TEXT EXCERPT:

** Start **

Is being a modern marketer dependent on having the latest shiny new marketing technology object in the tech stack?  Before marketing departments can request that new DMP or marketing automation software, there must be a data strategy in place that requires those technologies in order to execute on the strategy.  How can marketing organizations understand if they are underinvesting or overinvesting on marketing technology?  And if the organization does invest in marketing technology, the prevention of underutilization of that technology is of paramount importance in determining the return on investment to the organization.

The Marketing Technology experiment ends in 2015.  Marketers must face accountability to prove commercial returns from the technological investments even if the organization acquired and assembled those technologies one at a time, for different and various reasons.  If this is the case with your organization, a Marketing Technology audit to determine the validity and necessity of each piece of technology as it pertains to the success of the sum of the parts, or in other words, the ability to execute against the organization’s data strategy, is the first step in proving ROI on the technology investments.


Will marketers find a way to improve the results of demand generation efforts?  The average B2B marketing organization only converts 3% to 6% of leads into sales according to a recent benchmark study by Implisit.  Let’s focus on that statistic for a moment- by looking at the inverse of the stats- if 3% to 6% of leads that the organization has deemed qualified then 94% to 97% aren’t converting.

** End **

GOAL 1:
Identify every line in the records below that holds the string "wooden", matching case exactly, and copy each of those lines.

RECORDS TO PROCESS:
** Start **

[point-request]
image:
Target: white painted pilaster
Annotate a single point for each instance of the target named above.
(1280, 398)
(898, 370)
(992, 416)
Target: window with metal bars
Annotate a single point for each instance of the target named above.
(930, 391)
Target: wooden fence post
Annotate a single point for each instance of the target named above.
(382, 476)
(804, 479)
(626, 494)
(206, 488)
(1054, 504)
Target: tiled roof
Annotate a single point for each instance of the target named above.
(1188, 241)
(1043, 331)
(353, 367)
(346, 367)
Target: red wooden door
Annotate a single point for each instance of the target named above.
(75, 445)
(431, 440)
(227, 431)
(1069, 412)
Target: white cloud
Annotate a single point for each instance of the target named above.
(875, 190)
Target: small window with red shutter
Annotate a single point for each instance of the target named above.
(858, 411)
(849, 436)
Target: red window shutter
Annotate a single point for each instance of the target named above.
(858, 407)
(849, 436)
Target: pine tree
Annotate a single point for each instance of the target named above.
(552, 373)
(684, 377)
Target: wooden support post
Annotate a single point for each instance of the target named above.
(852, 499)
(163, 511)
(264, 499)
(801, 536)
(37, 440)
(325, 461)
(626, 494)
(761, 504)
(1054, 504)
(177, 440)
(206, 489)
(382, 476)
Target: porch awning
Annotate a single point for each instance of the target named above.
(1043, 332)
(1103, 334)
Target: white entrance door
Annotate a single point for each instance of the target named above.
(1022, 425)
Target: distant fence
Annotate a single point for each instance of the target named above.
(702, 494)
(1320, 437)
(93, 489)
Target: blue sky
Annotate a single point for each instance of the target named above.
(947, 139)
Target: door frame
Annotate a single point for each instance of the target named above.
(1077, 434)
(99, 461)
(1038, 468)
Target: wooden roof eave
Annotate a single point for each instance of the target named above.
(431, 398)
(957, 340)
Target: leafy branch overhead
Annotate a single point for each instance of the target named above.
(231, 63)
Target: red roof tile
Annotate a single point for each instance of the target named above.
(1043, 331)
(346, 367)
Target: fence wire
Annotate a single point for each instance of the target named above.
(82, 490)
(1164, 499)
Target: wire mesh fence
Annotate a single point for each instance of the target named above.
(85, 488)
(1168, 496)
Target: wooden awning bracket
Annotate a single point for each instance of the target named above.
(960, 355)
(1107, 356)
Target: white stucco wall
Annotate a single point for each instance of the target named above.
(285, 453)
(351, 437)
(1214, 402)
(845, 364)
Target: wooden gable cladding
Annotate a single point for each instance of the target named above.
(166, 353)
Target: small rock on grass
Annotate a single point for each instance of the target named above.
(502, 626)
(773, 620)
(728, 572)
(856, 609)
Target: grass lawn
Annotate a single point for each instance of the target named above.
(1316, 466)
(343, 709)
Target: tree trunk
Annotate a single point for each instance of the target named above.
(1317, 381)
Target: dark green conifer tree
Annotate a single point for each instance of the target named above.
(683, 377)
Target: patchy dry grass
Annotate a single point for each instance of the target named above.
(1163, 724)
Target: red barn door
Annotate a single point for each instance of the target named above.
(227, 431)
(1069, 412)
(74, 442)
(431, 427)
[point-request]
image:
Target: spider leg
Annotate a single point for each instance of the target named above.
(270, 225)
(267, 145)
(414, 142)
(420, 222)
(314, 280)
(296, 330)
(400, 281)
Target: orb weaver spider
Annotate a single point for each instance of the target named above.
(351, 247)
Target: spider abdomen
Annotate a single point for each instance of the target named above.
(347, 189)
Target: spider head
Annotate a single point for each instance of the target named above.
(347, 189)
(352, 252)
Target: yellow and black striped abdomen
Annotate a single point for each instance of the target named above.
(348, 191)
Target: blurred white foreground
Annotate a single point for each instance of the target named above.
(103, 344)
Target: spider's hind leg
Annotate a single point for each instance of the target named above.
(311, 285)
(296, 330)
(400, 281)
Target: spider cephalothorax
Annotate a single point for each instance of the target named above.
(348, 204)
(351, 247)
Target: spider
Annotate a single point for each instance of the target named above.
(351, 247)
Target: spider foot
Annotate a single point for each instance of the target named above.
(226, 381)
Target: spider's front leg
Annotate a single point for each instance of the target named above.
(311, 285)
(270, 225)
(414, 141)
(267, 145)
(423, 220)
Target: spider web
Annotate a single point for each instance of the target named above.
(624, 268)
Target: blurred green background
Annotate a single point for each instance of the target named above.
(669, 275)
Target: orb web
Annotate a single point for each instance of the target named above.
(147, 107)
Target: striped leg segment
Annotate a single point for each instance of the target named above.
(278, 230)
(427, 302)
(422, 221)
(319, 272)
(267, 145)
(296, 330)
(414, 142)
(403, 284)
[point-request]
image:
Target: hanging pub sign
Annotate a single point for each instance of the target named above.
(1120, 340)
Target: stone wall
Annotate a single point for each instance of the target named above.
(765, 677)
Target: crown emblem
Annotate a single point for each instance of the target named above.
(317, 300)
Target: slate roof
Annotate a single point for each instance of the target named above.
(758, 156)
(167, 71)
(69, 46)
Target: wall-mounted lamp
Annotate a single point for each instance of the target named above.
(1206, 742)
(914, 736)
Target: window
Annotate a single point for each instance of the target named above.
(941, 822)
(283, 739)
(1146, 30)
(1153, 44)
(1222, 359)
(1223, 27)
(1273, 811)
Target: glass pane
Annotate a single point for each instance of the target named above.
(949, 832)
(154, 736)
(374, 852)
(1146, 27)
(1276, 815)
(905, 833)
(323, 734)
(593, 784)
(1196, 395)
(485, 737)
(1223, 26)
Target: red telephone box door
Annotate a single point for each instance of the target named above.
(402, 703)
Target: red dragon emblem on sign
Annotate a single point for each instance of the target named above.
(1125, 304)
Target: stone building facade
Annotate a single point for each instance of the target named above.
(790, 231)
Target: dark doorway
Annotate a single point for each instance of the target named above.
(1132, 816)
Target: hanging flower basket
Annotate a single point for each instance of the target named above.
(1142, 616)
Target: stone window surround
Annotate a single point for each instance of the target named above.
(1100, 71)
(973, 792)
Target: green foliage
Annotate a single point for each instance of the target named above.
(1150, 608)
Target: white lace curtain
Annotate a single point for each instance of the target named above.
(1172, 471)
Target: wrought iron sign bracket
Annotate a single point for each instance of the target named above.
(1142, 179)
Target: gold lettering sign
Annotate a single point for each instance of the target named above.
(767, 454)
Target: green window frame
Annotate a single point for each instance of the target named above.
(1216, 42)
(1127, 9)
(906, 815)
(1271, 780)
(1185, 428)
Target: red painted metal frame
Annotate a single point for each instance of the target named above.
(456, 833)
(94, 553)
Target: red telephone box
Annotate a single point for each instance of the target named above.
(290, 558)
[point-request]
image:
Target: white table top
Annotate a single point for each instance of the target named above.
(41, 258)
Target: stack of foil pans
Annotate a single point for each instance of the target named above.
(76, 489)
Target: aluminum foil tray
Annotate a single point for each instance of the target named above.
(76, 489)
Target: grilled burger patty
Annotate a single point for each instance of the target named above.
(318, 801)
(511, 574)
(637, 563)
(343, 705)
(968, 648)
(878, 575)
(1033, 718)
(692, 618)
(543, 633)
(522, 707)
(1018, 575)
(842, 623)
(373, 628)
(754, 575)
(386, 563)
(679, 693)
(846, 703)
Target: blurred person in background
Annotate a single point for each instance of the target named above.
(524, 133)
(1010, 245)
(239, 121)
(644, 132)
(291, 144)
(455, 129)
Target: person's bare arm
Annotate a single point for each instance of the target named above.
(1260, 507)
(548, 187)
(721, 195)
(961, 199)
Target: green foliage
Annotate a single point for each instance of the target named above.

** End **

GOAL 2:
List every distinct percentage figure that appears in the marketing technology text.

EXERCISE ANSWER 1:
Target: wooden fence post
Target: red wooden door
Target: wooden support post
Target: wooden roof eave
Target: wooden awning bracket
Target: wooden gable cladding

EXERCISE ANSWER 2:
3%, 6%, 94%, 97%